*Short exercise:* Copy the rows from the line containing "Could you please locate the gray slate" through the line containing "left=160, top=131, right=244, bottom=148", swapping "gray slate roof" for "red tile roof" and leaving everything else as it is.
• • • • • • •
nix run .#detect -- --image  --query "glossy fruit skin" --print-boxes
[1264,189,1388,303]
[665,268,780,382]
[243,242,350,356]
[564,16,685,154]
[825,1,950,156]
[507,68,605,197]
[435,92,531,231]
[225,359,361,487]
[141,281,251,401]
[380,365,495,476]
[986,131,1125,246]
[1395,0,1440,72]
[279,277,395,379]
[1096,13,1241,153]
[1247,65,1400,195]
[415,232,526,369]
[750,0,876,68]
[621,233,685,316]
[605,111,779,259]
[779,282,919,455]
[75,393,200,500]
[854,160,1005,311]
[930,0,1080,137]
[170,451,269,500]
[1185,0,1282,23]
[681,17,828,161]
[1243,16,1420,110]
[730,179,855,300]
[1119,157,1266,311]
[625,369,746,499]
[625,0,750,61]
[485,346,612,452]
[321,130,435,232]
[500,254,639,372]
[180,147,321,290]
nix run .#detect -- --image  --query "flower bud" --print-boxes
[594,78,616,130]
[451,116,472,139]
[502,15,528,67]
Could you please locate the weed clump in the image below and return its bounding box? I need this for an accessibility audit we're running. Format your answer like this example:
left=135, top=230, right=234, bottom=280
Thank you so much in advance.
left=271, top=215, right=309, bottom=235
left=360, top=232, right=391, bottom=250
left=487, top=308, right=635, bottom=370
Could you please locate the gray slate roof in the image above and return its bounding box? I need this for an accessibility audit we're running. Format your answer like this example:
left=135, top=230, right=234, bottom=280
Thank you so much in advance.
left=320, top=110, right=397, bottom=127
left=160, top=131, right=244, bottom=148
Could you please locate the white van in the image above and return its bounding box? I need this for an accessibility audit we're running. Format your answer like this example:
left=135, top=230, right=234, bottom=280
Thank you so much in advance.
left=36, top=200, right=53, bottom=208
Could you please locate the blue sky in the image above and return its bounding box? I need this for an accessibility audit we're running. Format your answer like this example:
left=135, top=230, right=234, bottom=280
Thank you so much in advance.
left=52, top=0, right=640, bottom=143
• • • • • • •
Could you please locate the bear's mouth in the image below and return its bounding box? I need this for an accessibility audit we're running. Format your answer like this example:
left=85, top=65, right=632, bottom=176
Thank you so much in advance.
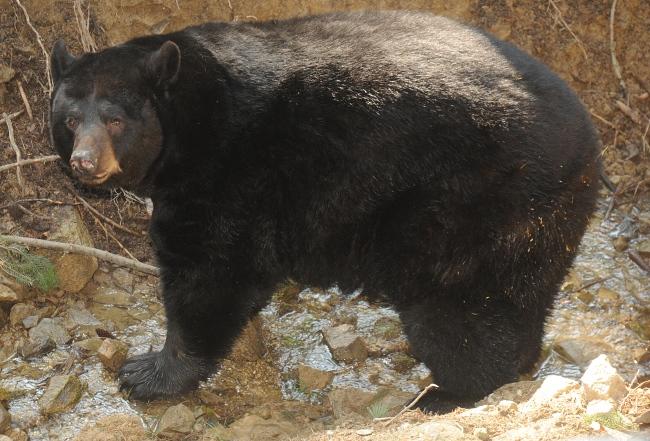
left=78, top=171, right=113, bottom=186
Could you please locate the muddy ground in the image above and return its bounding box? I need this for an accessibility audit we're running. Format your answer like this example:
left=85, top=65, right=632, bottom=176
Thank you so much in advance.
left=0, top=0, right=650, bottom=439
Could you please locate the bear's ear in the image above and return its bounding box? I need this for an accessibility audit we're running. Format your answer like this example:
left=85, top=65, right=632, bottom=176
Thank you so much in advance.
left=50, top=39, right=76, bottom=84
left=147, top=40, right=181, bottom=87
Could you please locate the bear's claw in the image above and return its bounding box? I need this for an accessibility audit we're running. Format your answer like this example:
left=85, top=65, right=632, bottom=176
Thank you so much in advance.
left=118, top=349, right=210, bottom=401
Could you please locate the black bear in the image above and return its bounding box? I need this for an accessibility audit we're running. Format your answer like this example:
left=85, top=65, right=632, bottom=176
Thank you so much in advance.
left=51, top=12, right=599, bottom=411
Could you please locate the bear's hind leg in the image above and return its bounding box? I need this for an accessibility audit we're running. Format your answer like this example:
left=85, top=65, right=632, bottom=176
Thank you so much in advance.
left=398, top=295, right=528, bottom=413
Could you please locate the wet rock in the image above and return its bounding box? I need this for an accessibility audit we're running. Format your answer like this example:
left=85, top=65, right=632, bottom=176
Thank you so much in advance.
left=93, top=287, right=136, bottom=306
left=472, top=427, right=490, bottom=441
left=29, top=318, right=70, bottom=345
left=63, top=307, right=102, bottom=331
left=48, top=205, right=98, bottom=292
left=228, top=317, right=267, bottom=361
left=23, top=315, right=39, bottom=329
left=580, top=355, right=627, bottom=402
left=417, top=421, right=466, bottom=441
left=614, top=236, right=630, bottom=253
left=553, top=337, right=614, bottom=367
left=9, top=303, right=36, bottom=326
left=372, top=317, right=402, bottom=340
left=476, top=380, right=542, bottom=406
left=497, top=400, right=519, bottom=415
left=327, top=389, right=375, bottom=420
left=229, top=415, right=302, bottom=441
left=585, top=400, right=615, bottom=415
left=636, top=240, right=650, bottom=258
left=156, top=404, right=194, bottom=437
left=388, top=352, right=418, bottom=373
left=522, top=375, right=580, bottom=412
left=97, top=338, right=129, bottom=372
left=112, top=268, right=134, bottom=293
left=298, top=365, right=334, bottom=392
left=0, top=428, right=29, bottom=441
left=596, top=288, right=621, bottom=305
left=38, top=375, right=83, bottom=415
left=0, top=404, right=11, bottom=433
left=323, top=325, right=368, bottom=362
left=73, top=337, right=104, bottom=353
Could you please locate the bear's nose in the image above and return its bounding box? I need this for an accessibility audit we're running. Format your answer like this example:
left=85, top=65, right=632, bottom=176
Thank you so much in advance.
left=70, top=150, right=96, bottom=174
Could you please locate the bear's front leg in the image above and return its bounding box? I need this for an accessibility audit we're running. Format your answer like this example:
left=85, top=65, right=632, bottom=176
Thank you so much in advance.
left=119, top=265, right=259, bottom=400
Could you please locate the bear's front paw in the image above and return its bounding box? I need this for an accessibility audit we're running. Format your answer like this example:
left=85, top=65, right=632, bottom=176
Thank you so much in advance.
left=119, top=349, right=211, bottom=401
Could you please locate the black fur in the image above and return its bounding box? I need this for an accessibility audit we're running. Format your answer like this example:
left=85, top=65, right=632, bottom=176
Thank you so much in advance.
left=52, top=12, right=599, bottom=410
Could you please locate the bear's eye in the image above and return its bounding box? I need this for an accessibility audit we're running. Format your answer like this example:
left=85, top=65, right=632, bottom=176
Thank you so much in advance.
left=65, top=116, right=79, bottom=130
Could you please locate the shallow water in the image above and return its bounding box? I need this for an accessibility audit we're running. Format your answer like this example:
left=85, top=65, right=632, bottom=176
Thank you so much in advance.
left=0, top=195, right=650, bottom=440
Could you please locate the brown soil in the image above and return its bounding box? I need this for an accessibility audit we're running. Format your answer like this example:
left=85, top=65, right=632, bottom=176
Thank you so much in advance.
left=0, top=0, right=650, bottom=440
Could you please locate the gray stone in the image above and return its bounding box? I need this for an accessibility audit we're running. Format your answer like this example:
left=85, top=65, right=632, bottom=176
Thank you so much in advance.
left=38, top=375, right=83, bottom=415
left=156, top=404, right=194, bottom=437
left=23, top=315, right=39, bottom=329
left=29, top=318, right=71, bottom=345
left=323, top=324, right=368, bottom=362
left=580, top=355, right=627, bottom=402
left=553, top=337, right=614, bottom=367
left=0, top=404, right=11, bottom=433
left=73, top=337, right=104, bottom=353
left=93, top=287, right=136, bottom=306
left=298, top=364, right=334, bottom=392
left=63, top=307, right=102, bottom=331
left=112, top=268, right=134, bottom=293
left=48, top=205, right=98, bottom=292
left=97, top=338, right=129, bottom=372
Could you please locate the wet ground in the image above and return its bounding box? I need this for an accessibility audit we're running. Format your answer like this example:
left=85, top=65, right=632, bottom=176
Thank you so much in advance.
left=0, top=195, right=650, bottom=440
• • • • • • •
*Solution:*
Could you please locate the red tile roof in the image above and return its bounding box? I need this for an accessibility audit we're running. Format your answer like this example:
left=135, top=230, right=234, bottom=280
Thank you so much in advance.
left=320, top=110, right=397, bottom=127
left=160, top=131, right=244, bottom=148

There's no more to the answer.